— Start Supplied material —

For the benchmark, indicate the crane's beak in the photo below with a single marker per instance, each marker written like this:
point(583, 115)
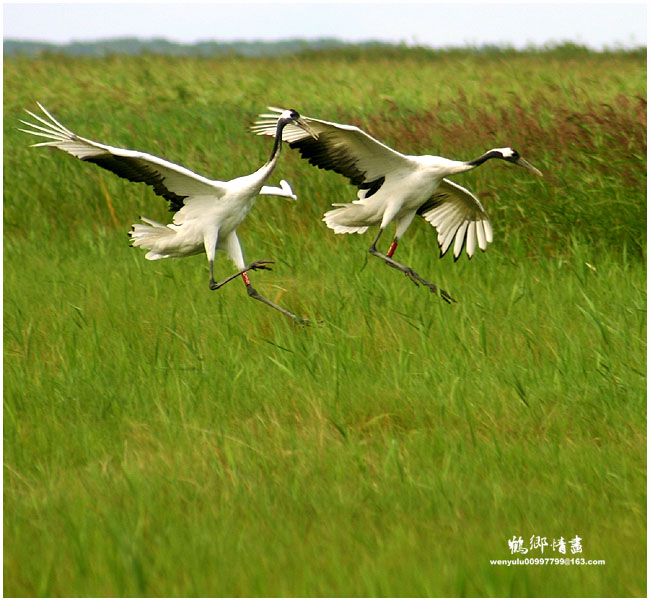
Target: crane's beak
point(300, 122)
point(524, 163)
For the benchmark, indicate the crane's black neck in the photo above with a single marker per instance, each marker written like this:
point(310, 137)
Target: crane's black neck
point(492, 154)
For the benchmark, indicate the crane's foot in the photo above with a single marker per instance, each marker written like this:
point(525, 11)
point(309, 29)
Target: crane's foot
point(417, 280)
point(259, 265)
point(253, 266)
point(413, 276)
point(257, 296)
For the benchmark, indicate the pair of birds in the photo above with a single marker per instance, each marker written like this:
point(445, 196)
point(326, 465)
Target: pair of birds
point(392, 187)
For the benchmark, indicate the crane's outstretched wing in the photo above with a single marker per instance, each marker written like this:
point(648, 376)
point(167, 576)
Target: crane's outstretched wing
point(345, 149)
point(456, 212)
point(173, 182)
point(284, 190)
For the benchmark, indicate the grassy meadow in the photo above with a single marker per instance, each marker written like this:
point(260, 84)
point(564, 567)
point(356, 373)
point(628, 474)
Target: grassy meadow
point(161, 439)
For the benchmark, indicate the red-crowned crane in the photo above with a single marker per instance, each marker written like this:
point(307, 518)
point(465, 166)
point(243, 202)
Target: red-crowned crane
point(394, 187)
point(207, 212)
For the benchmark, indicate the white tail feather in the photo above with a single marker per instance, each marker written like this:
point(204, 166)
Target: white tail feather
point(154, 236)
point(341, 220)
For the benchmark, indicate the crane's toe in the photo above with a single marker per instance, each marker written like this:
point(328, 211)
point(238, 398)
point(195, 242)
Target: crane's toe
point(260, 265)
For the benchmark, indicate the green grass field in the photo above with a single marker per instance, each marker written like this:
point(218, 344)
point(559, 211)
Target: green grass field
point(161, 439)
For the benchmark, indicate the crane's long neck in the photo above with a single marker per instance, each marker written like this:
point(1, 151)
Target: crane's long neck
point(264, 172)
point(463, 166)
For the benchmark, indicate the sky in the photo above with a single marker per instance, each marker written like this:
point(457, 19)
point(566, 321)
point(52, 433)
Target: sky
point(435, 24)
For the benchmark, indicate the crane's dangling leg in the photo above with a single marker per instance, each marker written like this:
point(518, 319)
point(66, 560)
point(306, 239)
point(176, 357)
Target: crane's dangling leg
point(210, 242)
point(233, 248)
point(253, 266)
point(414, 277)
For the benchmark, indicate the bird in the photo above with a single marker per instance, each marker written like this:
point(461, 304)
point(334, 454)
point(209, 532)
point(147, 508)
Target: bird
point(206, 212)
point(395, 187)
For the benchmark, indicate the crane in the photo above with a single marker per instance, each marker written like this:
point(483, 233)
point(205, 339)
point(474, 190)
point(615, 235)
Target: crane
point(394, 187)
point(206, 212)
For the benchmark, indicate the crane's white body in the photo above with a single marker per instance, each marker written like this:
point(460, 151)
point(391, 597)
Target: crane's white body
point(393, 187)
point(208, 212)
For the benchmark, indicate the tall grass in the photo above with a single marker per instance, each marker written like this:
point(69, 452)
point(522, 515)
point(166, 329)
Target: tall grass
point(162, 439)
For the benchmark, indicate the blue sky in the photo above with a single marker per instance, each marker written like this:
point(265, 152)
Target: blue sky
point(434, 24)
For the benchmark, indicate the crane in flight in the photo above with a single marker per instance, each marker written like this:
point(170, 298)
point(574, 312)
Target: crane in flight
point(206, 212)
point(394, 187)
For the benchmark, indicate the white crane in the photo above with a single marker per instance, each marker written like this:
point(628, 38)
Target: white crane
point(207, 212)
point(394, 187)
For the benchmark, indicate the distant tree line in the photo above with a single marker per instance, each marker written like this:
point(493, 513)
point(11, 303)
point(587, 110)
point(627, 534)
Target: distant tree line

— End Supplied material —

Turn the material above into a JSON array of strings, with one string per line and no blank lines. Leave out the pictures.

Solution below.
[
  "For the benchmark, indicate the crane's beak in the photo below with a single marker per instance, each marker written like this:",
  "point(583, 115)",
  "Target: crane's beak",
  "point(300, 122)",
  "point(524, 163)",
  "For the benchmark, indicate the crane's black neck in the photo above with a single marker per instance, each marker written like this:",
  "point(310, 137)",
  "Target: crane's black neck",
  "point(492, 154)",
  "For the benchmark, indicate the crane's foot in the photo above with a single marker per instance, each marker written like this:",
  "point(525, 11)",
  "point(309, 29)",
  "Target: crane's foot",
  "point(417, 280)",
  "point(259, 265)",
  "point(253, 266)",
  "point(413, 276)",
  "point(257, 296)",
  "For the benchmark, indicate the pair of birds in the photo above with a single marker per instance, each marker written like this:",
  "point(445, 196)",
  "point(326, 465)",
  "Target: pair of birds",
  "point(392, 187)",
  "For the benchmark, indicate the crane's outstretched wing in the photo above with a single marker per instance, each marker written like this:",
  "point(648, 376)",
  "point(167, 576)",
  "Target: crane's outstretched wing",
  "point(345, 149)",
  "point(456, 212)",
  "point(173, 182)",
  "point(284, 190)",
  "For the benchmark, indicate the grassy meadow in the photo above with a single marker per instance, each marker written like this:",
  "point(260, 84)",
  "point(564, 567)",
  "point(356, 373)",
  "point(628, 474)",
  "Target: grassy meadow",
  "point(161, 439)",
  "For the benchmark, indicate the red-crowned crane in the photo above with a single marker per instance, each marker written like this:",
  "point(307, 518)",
  "point(465, 166)",
  "point(243, 202)",
  "Target: red-crowned crane",
  "point(394, 187)",
  "point(207, 212)",
  "For the benchmark, indicate the white tail feather in the photo above with a single marker per instance, each marker written like this:",
  "point(204, 166)",
  "Target: white tail feather",
  "point(154, 236)",
  "point(341, 220)",
  "For the benchmark, indicate the crane's toe in the photo above with a single marker per instance, each marker written like this:",
  "point(328, 211)",
  "point(238, 398)",
  "point(195, 242)",
  "Target: crane's toe",
  "point(260, 265)",
  "For the benchmark, indicate the green grass field in the photo above with a single marker per instance, each marker written like this:",
  "point(218, 344)",
  "point(559, 211)",
  "Target: green grass field",
  "point(161, 439)",
  "For the benchmark, indicate the crane's long neck in the photo above with a single marker per instance, each marker written like this:",
  "point(1, 151)",
  "Target: crane's long neck",
  "point(264, 172)",
  "point(463, 166)",
  "For the benchmark, indicate the sky in the photo above with a single marker per instance, each marker written like this:",
  "point(457, 19)",
  "point(566, 321)",
  "point(52, 433)",
  "Target: sky",
  "point(435, 24)",
  "For the benchmark, indicate the crane's dangling leg in the photo above with a single marker per instance, each marker written like this:",
  "point(518, 319)",
  "point(66, 560)",
  "point(306, 239)",
  "point(176, 357)",
  "Target: crane's dangling leg",
  "point(210, 242)",
  "point(233, 248)",
  "point(253, 266)",
  "point(414, 277)",
  "For the benchmark, indicate the bird in the photo above with a single marker per instance, each marker written like this:",
  "point(461, 304)",
  "point(334, 454)",
  "point(209, 532)",
  "point(147, 508)",
  "Target: bird",
  "point(206, 212)",
  "point(395, 187)",
  "For the benchmark, indicate the crane in the photo above with a single marker per instance, each marker written like this:",
  "point(483, 233)",
  "point(205, 339)",
  "point(474, 190)",
  "point(615, 235)",
  "Target: crane",
  "point(394, 187)",
  "point(206, 212)",
  "For the benchmark, indicate the crane's white body in the photo above with a single marker per instance, each marker written like this:",
  "point(460, 151)",
  "point(391, 597)",
  "Target: crane's white body",
  "point(393, 187)",
  "point(208, 212)",
  "For the benchmark, indicate the tall grass in the photo above with a single marker per instance, each marker written like this:",
  "point(69, 452)",
  "point(522, 515)",
  "point(166, 329)",
  "Target: tall grass",
  "point(162, 439)",
  "For the benchmark, indicate the blue sky in the photo above with a single marker per instance, each marker written like this:",
  "point(265, 152)",
  "Target: blue sky",
  "point(434, 24)",
  "For the benchmark, indicate the crane in flight in the photo above with a single marker per instance, each marker written like this:",
  "point(170, 298)",
  "point(574, 312)",
  "Target: crane in flight",
  "point(206, 212)",
  "point(394, 187)",
  "For the benchmark, indicate the white crane in the photo above with a single marker per instance, each marker written like this:",
  "point(628, 38)",
  "Target: white crane",
  "point(207, 212)",
  "point(394, 187)",
  "For the benchmark, indicate the distant tree line in the photo above with a single marker per instance, each marker written like this:",
  "point(493, 513)",
  "point(11, 303)",
  "point(587, 110)",
  "point(627, 534)",
  "Target: distant tree line"
]